- What to do -
A: Answer these questions using the article on the Alzheimer's gene vaccine, one answer per line, marked (i), (ii), (iii):
(i) By what range of percentages were amyloid-beta 42 levels reduced?
(ii) By what age do the mice with the two defective human genes develop numerous amyloid plaque deposits?
(iii) Into what part of the mice were the gold particles injected?
B: From the Alzheimer's gene vaccine article, return the passage that begins at the words "Johnston joined the" and stops after "to 78 percent.", copied character for character.
C: Take the Alzheimer's gene vaccine article further, picking up after its final sentence.

- Document excerpt -
━━━━━━━━

Researchers target Alzheimer’s gene vaccine


A gene vaccine that prevents buildup of a specific protein in the brain may spell progress in the fight against Alzheimer's disease. A hallmark of Alzheimer's disease is the accumulation in the brain of the protein amyloid-beta 42. Scientists at the Biodesign Institute at ASU are partners in research that found that mice vaccinated with the gene responsible for amyloid-beta 42 produced antibodies that greatly reduced the protein's build-up in the brain.

“Our approach is trying to take advantage of the unique capabilities of gene vaccines to create a safe Alzheimer's vaccine,” says Stephen Albert Johnston, director of the Center for Innovations in Medicine at the Biodesign Institute and co-inventor of gene vaccines.

The new study is available online at the Web site (www.elsevier.com/locate/jns), and it will appear in an upcoming issue of the Journal of the Neurological Sciences.

Johnston joined the Biodesign Institute in June of 2005 from the University of Texas Southwestern Medical School. Johnston, along with his colleagues at UT Southwestern, are the first to demonstrate that gene vaccination can reduce amyloid-beta 42 levels in an animal model of Alzheimer's disease. Levels of the protein, which is found to accumulate in Alzheimer's disease, were reduced by 60 percent to 78 percent.

“The whole point of the study is to determine whether the antibody is therapeutically effective as a means to inhibit the formation of amyloid-beta storage in the brain, and it is,” says Roger Rosenberg, the study's senior author and director of the Alzheimer's Disease Center at UT Southwestern.

The researchers used mice with two defective human genes associated with Alzheimer's, genes that produce amyloid-beta 42. These animals develop numerous amyloid plaque deposits, the pathological signature of Alzheimer's disease, by 7 months of age.

“By 7 months (old), the mice are storing abundant amounts of amyloid-beta 42,” Rosenberg says.

In the study, the Alzheimer's mice were genetically immunized by coating microscopically small gold particles containing a cocktail of the human amyloid-beta 42 genes. The particles then were injected with a gene gun into the skin cells of the mice's ears.

━━━━━━━━

- Exercise data -
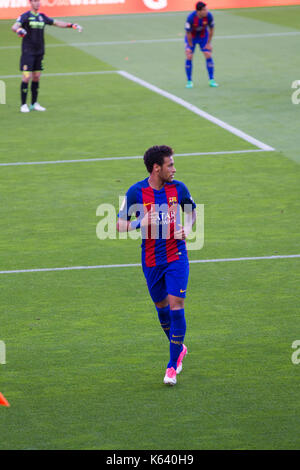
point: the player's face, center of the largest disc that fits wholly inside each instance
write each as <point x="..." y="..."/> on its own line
<point x="35" y="4"/>
<point x="167" y="170"/>
<point x="203" y="12"/>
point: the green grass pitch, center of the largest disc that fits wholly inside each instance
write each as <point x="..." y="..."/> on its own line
<point x="85" y="355"/>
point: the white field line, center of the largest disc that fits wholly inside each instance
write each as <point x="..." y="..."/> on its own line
<point x="163" y="40"/>
<point x="198" y="111"/>
<point x="111" y="266"/>
<point x="65" y="74"/>
<point x="100" y="159"/>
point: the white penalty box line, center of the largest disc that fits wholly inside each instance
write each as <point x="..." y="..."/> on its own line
<point x="133" y="265"/>
<point x="190" y="107"/>
<point x="133" y="157"/>
<point x="194" y="109"/>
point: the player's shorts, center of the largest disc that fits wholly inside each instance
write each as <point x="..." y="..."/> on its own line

━━━━━━━━

- Responses -
A:
(i) 60 percent to 78 percent
(ii) 7 months
(iii) The skin cells of the mice's ears

B:
Johnston joined the Biodesign Institute in June of 2005 from the University of Texas Southwestern Medical School. Johnston, along with his colleagues at UT Southwestern, are the first to demonstrate that gene vaccination can reduce amyloid-beta 42 levels in an animal model of Alzheimer's disease. Levels of the protein, which is found to accumulate in Alzheimer's disease, were reduced by 60 percent to 78 percent.

C:
After receiving 11 injections over several months, the mice showed a high level of antibodies to amyloid-beta 42, and significantly cleared out the peptide from their brains.

For the control group, the researchers used a related but harmless protein, amyloid-beta 16, or with a gene vaccine that lacked any amyloid genes. These treatments did not cause antibody production, and the mice showed the large amounts of amyloid-beta 42 brain plaques normally seen in Alzheimer's mice.

The gene injection showed superior results compared to a previous human study in which amyloid-beta 42 protein itself was injected into muscle, Rosenberg says. That study was halted when a small percentage of participants developed inflammation of the brain and spinal cord.

In contrast, injecting the gene caused no brain inflammation in the mice.

Johnston's gene immunization approach is undergoing further studies, with the ultimate goal being a clinical trial in humans.

“These results are an important step in our ongoing effort to produce a safe gene vaccine to prevent or relieve existing Alzhiemer's disease,” Johnston says.

Other UT Southwestern researchers involved in the study are Bao-Xi Qu, an assistant professor of neurology, Philip Boyer, an assistant professor of pathology, and Linda Hynan, an associate professor of clinical sciences and psychiatry.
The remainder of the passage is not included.